Your task: Transcribe only the last portion of the material: exactly the lines from the one with "Target: red bow loop" through the end, inclusive.

Records for the task:
▽

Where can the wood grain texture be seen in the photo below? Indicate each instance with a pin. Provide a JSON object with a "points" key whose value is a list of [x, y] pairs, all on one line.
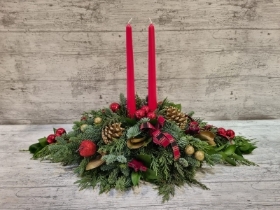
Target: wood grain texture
{"points": [[60, 58], [31, 184]]}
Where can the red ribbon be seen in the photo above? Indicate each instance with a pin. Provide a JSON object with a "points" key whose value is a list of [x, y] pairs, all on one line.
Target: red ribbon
{"points": [[161, 138]]}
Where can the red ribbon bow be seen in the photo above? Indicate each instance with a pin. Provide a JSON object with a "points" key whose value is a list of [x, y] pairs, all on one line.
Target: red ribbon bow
{"points": [[160, 138]]}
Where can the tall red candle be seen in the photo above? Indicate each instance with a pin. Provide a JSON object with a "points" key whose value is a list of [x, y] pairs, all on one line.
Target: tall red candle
{"points": [[131, 104], [152, 86]]}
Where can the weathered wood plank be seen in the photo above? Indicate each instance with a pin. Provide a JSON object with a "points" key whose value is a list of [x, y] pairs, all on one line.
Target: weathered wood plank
{"points": [[111, 15], [229, 74], [31, 102], [110, 43], [30, 184], [101, 56]]}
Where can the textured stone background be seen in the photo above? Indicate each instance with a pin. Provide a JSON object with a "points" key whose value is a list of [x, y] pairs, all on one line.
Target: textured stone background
{"points": [[59, 58]]}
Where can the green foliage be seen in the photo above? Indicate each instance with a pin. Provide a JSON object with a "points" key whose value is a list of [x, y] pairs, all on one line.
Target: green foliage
{"points": [[162, 170]]}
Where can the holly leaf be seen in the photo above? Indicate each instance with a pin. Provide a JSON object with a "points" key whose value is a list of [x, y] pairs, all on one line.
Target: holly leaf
{"points": [[247, 148], [146, 159], [150, 174], [230, 150], [220, 148], [135, 177], [230, 161], [33, 148], [128, 121], [43, 141]]}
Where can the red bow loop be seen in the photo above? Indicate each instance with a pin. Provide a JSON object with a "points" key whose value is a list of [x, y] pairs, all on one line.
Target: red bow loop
{"points": [[160, 138]]}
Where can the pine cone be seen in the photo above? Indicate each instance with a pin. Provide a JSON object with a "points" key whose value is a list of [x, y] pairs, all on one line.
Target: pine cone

△

Answer space:
Target: red bow loop
{"points": [[160, 138]]}
Where can the pine cone be seen in the photo above? Indicate each instance with a pin. Provide a JSON object with a "points" key whose value is a list of [x, y] pairs, all on one line.
Target: pine cone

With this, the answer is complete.